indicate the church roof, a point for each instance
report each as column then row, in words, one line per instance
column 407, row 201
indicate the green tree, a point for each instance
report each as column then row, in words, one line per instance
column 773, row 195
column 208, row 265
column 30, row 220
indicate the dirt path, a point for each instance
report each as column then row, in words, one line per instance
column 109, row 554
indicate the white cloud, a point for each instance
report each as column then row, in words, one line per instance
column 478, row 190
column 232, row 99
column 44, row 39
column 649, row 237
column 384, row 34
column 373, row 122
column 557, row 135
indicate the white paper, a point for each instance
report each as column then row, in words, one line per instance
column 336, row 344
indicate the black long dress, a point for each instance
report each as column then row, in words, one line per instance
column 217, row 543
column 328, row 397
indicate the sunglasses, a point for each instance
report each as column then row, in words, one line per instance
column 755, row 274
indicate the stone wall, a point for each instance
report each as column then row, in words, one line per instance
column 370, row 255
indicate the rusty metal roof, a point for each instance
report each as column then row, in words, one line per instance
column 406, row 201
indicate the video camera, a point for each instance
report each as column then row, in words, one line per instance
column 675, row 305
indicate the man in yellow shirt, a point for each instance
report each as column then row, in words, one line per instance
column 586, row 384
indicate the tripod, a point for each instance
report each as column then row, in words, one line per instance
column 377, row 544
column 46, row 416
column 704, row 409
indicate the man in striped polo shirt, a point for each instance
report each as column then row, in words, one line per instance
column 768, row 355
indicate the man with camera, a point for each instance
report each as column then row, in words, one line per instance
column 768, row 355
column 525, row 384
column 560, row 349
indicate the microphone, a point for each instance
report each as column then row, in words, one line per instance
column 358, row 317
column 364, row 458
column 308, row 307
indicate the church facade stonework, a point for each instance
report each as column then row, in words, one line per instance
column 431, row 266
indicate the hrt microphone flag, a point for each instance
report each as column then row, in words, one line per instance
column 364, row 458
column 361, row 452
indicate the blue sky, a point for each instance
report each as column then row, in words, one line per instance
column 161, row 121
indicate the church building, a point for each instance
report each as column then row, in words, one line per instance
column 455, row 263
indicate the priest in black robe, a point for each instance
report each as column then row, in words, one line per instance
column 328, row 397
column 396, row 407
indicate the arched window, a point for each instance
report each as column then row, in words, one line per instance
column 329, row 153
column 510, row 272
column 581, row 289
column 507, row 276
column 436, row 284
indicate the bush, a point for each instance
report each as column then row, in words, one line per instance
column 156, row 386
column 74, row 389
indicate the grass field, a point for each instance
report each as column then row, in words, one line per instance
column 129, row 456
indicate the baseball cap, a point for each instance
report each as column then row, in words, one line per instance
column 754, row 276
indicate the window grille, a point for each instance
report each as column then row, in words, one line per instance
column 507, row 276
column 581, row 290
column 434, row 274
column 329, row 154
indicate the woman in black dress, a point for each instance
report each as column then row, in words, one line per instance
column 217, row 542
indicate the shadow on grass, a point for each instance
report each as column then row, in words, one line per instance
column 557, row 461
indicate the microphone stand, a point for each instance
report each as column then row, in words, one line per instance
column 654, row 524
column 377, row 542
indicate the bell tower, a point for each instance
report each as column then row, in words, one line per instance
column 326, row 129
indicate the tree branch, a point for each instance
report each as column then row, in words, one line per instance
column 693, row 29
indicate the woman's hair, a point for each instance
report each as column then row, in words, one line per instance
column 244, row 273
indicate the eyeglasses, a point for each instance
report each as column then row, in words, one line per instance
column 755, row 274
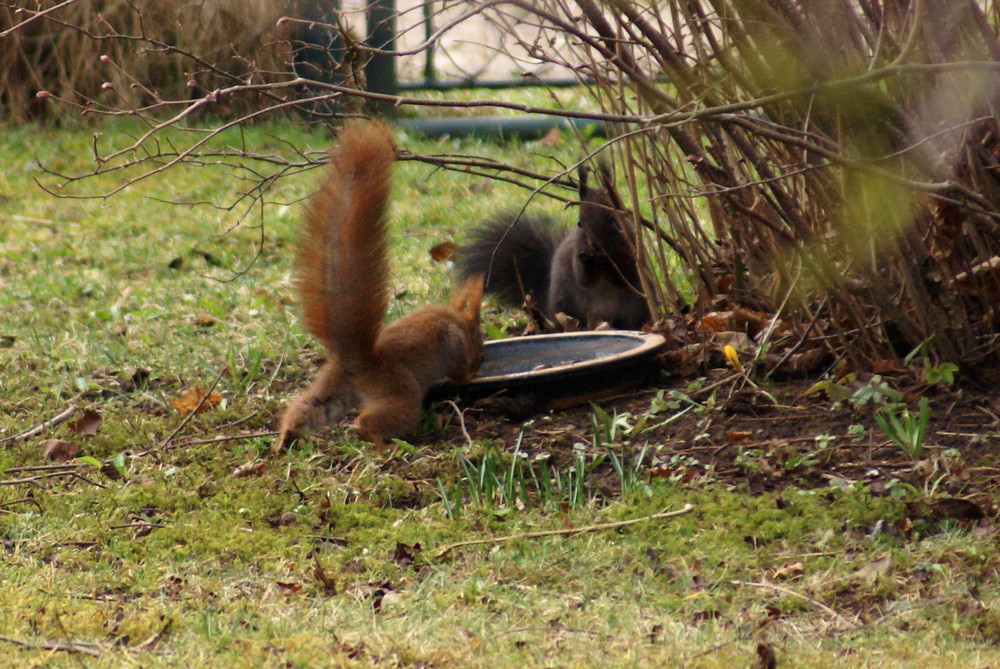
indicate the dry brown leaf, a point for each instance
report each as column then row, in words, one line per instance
column 189, row 401
column 878, row 567
column 789, row 571
column 766, row 659
column 443, row 251
column 58, row 450
column 739, row 436
column 250, row 468
column 204, row 320
column 87, row 424
column 288, row 588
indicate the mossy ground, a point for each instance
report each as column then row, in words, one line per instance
column 214, row 553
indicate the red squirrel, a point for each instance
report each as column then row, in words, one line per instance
column 383, row 371
column 590, row 273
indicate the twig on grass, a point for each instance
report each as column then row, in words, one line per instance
column 71, row 647
column 50, row 475
column 38, row 429
column 788, row 591
column 191, row 413
column 564, row 532
column 461, row 421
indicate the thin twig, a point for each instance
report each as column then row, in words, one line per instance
column 38, row 429
column 192, row 413
column 777, row 588
column 461, row 420
column 564, row 532
column 71, row 647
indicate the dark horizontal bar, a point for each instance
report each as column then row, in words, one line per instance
column 502, row 127
column 459, row 84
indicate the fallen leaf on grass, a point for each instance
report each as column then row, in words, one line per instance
column 404, row 555
column 249, row 468
column 189, row 401
column 789, row 571
column 739, row 436
column 877, row 567
column 204, row 320
column 766, row 659
column 443, row 251
column 328, row 584
column 87, row 424
column 288, row 588
column 58, row 450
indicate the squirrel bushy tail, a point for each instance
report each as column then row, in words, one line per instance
column 514, row 254
column 345, row 231
column 382, row 370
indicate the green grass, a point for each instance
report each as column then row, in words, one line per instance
column 326, row 556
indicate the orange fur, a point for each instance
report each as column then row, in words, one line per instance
column 383, row 371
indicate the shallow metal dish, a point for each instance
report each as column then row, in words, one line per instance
column 560, row 370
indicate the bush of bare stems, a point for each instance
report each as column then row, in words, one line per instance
column 831, row 161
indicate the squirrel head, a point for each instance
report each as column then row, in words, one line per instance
column 602, row 219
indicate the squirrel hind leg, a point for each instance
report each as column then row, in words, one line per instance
column 387, row 419
column 322, row 404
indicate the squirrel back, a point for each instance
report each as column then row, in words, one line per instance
column 590, row 272
column 383, row 371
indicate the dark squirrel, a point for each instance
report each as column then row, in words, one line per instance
column 590, row 273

_Short problem_
Repeat, word for word, the portion of the records that opens with their first line and closes with the line containing "column 560, row 349", including both of those lines.

_Reply to the task_
indicate the church roof, a point for each instance
report each as column then row, in words, one line per instance
column 407, row 201
indicate the green tree, a point for each instance
report each as column then row, in words, one line per instance
column 773, row 195
column 208, row 265
column 30, row 220
indicate the dirt path, a point for each instance
report each as column then row, in words, one line per instance
column 109, row 554
indicate the white cloud, a point for each instance
report each as column then row, in words, one line per instance
column 478, row 190
column 232, row 99
column 44, row 39
column 649, row 237
column 384, row 34
column 373, row 122
column 557, row 135
indicate the white paper, a point for each instance
report each as column then row, in words, one line per instance
column 336, row 344
indicate the black long dress, a point for each instance
report each as column then row, in words, one line per instance
column 217, row 543
column 328, row 397
indicate the sunglasses, a point for each instance
report each as column then row, in words, one line per instance
column 755, row 274
indicate the stone wall, a point for each instance
report each as column then row, in words, one line per instance
column 370, row 255
indicate the rusty metal roof, a point for each instance
report each as column then row, in words, one line per instance
column 406, row 201
indicate the video camera, a point for each instance
report each as column then row, in words, one line per instance
column 675, row 305
indicate the man in yellow shirt, a point for each instance
report each as column then row, in words, one line per instance
column 586, row 384
indicate the tripod, a point for each instance
report each as column then row, in words, one line per instance
column 377, row 544
column 46, row 416
column 704, row 409
indicate the man in striped polo shirt, a point for each instance
report each as column then row, in words, one line per instance
column 768, row 355
indicate the man with camera, a point for each instance
report each as column then row, in words, one line per instance
column 768, row 355
column 525, row 384
column 560, row 349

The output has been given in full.